Short task
Please output the lines shown below exactly as they appear.

Supplied entries
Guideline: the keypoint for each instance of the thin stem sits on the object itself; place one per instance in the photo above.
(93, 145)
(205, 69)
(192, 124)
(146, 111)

Response to this exercise
Guideline: the keypoint for each instance of the thin stem sits on the object itself; place one per instance in the photo above.
(93, 145)
(205, 69)
(192, 124)
(146, 111)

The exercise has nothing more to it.